▶ **THE PROBLEM**:
Rewrite the rows below, substituting "Object" for every "Target" and leaving all else unchanged.

[Segmentation labeling items]
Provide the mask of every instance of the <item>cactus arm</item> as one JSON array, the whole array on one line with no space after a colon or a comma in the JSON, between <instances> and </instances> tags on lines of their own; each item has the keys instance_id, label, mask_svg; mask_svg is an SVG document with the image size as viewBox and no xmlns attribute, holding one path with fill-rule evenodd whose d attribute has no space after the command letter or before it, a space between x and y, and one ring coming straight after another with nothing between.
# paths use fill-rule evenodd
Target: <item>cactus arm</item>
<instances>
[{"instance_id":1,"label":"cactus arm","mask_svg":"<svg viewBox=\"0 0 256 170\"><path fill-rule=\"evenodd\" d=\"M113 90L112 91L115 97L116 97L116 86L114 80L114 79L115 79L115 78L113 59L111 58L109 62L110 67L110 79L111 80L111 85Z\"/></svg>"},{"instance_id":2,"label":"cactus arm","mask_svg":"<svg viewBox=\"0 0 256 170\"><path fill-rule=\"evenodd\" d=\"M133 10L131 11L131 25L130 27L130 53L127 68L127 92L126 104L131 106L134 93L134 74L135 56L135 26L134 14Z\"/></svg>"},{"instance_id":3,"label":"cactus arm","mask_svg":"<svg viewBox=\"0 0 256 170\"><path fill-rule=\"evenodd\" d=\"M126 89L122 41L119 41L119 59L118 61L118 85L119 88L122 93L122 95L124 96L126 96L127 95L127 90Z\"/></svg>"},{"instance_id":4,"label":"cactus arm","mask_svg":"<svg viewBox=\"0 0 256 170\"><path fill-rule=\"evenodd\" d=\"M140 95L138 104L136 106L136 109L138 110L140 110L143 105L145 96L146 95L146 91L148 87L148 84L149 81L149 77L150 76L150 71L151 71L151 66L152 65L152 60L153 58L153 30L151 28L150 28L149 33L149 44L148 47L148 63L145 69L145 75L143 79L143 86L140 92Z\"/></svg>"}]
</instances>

▶ **COMPLETE OUTPUT**:
Provide the mask of every instance of the <item>cactus arm</item> as one JSON array, the whole array on one line with no space after a colon or a comma in the JSON, between <instances> and </instances> tags on lines of their own; each item has the keys instance_id, label, mask_svg; mask_svg is an SVG document with the image size as viewBox and no xmlns attribute, holding one path with fill-rule evenodd whose d attribute has no space after the command letter or before it, a space between x and y, and one ring coming straight after another with nothing between.
# paths use fill-rule evenodd
Object: <item>cactus arm</item>
<instances>
[{"instance_id":1,"label":"cactus arm","mask_svg":"<svg viewBox=\"0 0 256 170\"><path fill-rule=\"evenodd\" d=\"M113 90L112 91L115 97L116 97L116 86L114 80L114 79L115 79L115 78L113 59L111 58L109 62L110 67L110 79L111 80L111 85Z\"/></svg>"},{"instance_id":2,"label":"cactus arm","mask_svg":"<svg viewBox=\"0 0 256 170\"><path fill-rule=\"evenodd\" d=\"M133 10L131 11L131 25L130 27L130 53L127 68L127 92L126 104L131 106L134 93L134 74L135 56L135 26L134 14Z\"/></svg>"},{"instance_id":3,"label":"cactus arm","mask_svg":"<svg viewBox=\"0 0 256 170\"><path fill-rule=\"evenodd\" d=\"M126 89L122 41L119 41L119 59L118 61L118 85L119 88L122 93L122 95L124 96L126 96L127 95L127 90Z\"/></svg>"},{"instance_id":4,"label":"cactus arm","mask_svg":"<svg viewBox=\"0 0 256 170\"><path fill-rule=\"evenodd\" d=\"M140 95L138 104L136 106L136 109L138 110L140 110L143 105L145 96L146 95L146 91L148 87L148 84L149 81L149 77L150 76L150 71L151 71L151 66L152 65L152 60L153 58L153 30L151 28L150 28L149 33L149 44L148 47L148 63L145 69L145 75L143 79L143 86L140 92Z\"/></svg>"}]
</instances>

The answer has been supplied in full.